* Try it *
Continue the diff that adds an 'auto' MODEL_IMPL_TYPE test to test_model_loader.py, picking up after its last line.

* Document extract *
Add default 'auto' MODEL_IMPL_TYPE that resolves based on architecture (#1255)

xingliu14 · web-flow · commit 9919cfbc80bc · 2025-12-11T01:00:04.000-08:00
diff --git a/tests/models/common/test_model_loader.py b/tests/models/common/test_model_loader.py
@@ -381,3 +381,43 @@ def test_get_model_not_implemented(self, mock_get_flax, mock_get_vllm,
 
         mock_get_flax.assert_not_called()
         mock_get_vllm.assert_not_called()
+
+    @patch.dict(os.environ, {"MODEL_IMPL_TYPE": "auto"}, clear=True)
+    @patch("tpu_inference.models.common.model_loader.get_vllm_model")
+    @patch("tpu_inference.models.common.model_loader.get_flax_model")

* Record set *
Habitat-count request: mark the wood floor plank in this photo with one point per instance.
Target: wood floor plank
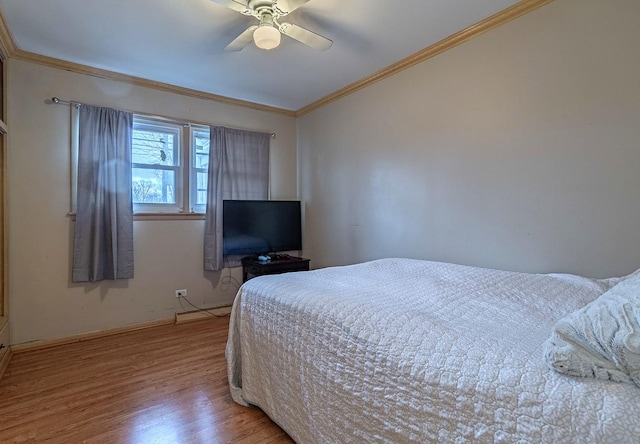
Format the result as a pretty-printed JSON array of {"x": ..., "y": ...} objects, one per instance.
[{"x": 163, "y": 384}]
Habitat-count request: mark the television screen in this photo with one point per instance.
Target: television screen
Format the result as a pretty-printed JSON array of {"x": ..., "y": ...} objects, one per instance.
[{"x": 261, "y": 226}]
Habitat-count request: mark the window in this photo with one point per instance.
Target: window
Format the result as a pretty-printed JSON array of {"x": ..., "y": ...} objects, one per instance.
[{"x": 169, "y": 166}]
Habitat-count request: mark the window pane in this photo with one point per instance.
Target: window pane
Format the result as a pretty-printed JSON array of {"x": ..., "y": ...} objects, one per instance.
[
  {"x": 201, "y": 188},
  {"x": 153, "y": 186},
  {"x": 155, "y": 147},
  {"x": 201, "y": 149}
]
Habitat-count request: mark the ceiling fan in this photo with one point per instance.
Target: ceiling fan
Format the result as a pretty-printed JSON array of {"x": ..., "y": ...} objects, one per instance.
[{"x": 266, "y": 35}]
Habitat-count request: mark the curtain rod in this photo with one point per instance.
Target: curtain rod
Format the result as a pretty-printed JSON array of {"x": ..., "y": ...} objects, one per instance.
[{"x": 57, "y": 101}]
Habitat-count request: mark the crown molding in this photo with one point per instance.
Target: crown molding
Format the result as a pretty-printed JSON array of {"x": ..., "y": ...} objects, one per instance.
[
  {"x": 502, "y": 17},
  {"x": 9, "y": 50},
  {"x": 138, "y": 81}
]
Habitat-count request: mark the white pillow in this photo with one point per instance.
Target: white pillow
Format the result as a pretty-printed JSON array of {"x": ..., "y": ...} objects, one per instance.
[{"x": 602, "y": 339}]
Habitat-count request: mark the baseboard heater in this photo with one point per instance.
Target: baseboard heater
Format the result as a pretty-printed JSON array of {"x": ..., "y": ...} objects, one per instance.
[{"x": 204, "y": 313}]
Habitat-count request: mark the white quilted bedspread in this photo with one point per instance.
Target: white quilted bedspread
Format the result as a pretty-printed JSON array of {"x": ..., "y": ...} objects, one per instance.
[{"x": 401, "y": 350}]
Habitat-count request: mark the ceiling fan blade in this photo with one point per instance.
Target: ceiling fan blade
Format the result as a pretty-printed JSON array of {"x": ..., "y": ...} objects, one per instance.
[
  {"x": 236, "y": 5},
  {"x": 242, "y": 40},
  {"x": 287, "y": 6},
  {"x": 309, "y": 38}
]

--

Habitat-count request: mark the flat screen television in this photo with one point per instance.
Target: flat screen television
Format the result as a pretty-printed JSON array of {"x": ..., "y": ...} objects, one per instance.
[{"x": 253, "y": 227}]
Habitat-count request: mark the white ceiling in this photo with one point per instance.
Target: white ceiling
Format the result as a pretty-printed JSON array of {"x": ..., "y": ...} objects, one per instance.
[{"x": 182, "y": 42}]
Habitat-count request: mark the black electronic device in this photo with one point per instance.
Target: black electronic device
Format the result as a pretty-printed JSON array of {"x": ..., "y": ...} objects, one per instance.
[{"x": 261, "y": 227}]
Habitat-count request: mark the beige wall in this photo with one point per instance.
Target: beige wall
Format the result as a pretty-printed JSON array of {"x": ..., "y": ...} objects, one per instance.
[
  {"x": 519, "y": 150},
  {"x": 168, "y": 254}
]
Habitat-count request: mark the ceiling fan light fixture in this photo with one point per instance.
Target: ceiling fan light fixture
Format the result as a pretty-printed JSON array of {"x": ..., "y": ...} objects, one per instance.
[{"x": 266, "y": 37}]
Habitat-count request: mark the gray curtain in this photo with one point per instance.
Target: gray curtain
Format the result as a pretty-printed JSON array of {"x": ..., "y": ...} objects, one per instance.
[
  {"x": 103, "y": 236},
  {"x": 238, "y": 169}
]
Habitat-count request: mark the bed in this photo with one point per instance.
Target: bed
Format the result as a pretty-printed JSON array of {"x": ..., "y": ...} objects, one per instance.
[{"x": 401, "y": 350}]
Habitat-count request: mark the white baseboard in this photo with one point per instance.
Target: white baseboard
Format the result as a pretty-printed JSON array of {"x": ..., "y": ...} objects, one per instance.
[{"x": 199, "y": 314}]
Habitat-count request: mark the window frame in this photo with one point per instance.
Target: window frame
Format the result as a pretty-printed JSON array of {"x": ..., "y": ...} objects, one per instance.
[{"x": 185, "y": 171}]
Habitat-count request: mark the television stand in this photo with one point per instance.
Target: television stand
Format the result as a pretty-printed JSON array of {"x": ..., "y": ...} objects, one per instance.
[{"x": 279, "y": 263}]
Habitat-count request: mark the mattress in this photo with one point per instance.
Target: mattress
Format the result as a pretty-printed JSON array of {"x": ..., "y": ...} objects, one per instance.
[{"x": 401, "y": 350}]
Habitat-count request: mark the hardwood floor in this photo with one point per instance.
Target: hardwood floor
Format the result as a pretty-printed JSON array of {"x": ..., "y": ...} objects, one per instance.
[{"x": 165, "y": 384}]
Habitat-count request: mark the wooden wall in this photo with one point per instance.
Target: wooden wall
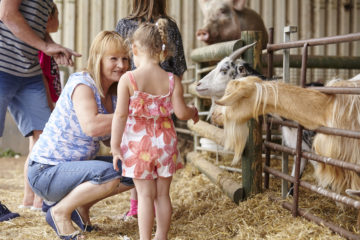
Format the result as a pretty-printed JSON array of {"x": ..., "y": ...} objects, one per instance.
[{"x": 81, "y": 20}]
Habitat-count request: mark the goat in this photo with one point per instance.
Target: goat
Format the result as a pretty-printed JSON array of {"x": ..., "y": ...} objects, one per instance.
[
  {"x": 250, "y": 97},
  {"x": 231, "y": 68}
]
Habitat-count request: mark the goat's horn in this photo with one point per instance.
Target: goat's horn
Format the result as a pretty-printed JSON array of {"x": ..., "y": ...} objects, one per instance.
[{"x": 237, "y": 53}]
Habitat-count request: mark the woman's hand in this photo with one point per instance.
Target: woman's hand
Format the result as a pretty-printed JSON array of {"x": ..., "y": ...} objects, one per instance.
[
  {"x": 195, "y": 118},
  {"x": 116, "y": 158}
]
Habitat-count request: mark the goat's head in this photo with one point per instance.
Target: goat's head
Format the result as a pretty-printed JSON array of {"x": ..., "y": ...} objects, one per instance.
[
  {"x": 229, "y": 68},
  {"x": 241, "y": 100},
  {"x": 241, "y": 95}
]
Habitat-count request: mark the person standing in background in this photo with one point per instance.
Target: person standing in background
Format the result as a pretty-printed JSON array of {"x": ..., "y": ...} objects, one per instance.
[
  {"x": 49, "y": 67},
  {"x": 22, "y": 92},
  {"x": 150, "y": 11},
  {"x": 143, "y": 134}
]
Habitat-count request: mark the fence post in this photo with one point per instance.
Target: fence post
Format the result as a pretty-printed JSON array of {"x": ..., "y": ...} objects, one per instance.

* Your response *
+    def test_get_model_auto_resolves_to_flax_nnx(self, mock_get_flax,
+                                                 mock_get_vllm, vllm_config,
+                                                 rng, mesh):
+        """
+        Tests that 'auto' resolves to 'flax_nnx' for standard architectures
+        (not in _VLLM_REQUIRED_ARCHITECTURES).
+        """
+        # vllm_config uses Qwen3 which is NOT in _VLLM_REQUIRED_ARCHITECTURES
+        mock_get_flax.return_value = "flax_model_sentinel"
+
+        result = model_loader.get_model(vllm_config, rng, mesh)
+
+        mock_get_flax.assert_called_once_with(vllm_config, rng, mesh, False)
+        mock_get_vllm.assert_not_called()
+        assert result == "flax_model_sentinel"
+
+    @patch.dict(os.environ, {"MODEL_IMPL_TYPE": "auto"}, clear=True)
+    @patch("tpu_inference.models.common.model_loader.get_vllm_model")
+    @patch("tpu_inference.models.common.model_loader.get_flax_model")
+    def test_get_model_auto_resolves_to_vllm_for_gpt_oss(
+            self, mock_get_flax, mock_get_vllm, vllm_config, rng, mesh):
+        """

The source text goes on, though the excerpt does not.